任务要求:
请从最后一句之后续写这篇讲用matlab程序寻找SVM参数c和g最佳值的帖子。

━━━ 页面 ━━━

写了个程序 来选取SVM中参数 c和g的最佳值.
[写这个的目的是方便大家用这个小程序直接来寻找 c和g的最佳值,不用再另外编写东西了. ]
其实原本libsvm C语言版本中有相应的子程序可以找到最佳的c和g,需装载python语言然后用py 那个画图 就可以找到最佳的c和g,我写了个matlab版本的.算是弥补了libsvm在matlab版本下的空缺.
测试数据 还是我视频 里的wine data.
寻找最佳c和g的思想仍然是让c和g在一定的范围里跑(比如 c = 2^(-5),2^(-4),...,2^(5),g = 2^(-5),2^(-4),...,2^(5)),然后用cross validation的想法找到是的准确率最高的c和g,在这里我做了一点修改(纯粹是个人的一点小经验和想法),我改进的是: 因为会有不同的c和g都对应最高的的准确率,我把具有最小c的那组c和g认为是最佳的c和g,因为惩罚参数不能设置 太高,很高的惩罚参数能使得validation数据的准确率提高,但过高的惩罚参数c会造成过学习状态,反正从我用SVM到现在,往往都是惩罚参数c过高会导致最终测试集合的准确率并不是很理想..

━━━ 所给材料 ━━━

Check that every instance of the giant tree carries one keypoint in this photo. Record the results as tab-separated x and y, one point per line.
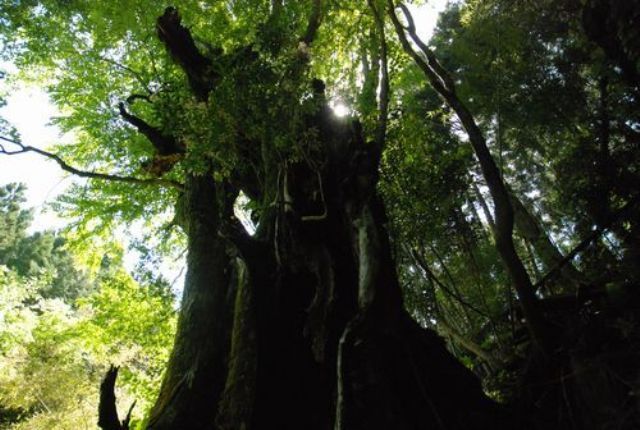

━━━

任务输出:
在使用这个程序时也有小技巧,可以先大范围粗糙的找 比较理想的c和g,然后再细范围找更加理想的c和g.
比如首先让 c = 2^(-5),2^(-4),...,2^(5),g = 2^(-5),2^(-4),...,2^(5)在这个范围找比较理想的c和g,如图:
======
======
此时bestc = 0.5,bestg=1,bestacc = 98.8764[cross validation 的准确率]
最终测试集合的准确率 Accuracy = 96.6292% (86/89) (classification)
======
此时看到可以把c和g的范围缩小.还有步进的大小也可以缩小(程序里都有参数可以自己调节,也有默认值可不调节).
让 c = 2^(-2),2^(-1.5),...,2^(4),g = 2^(-4),2^(-3.5),...,2^(4)在这个范围找比较理想的c和g,如图:
=============
===============
此时bestc = 0.3536,bestg=0.7017,bestacc = 98.8764[cross validation 的准确率]
最终测试集合的准确率 Accuracy = 96.6292% (86/89) (classification)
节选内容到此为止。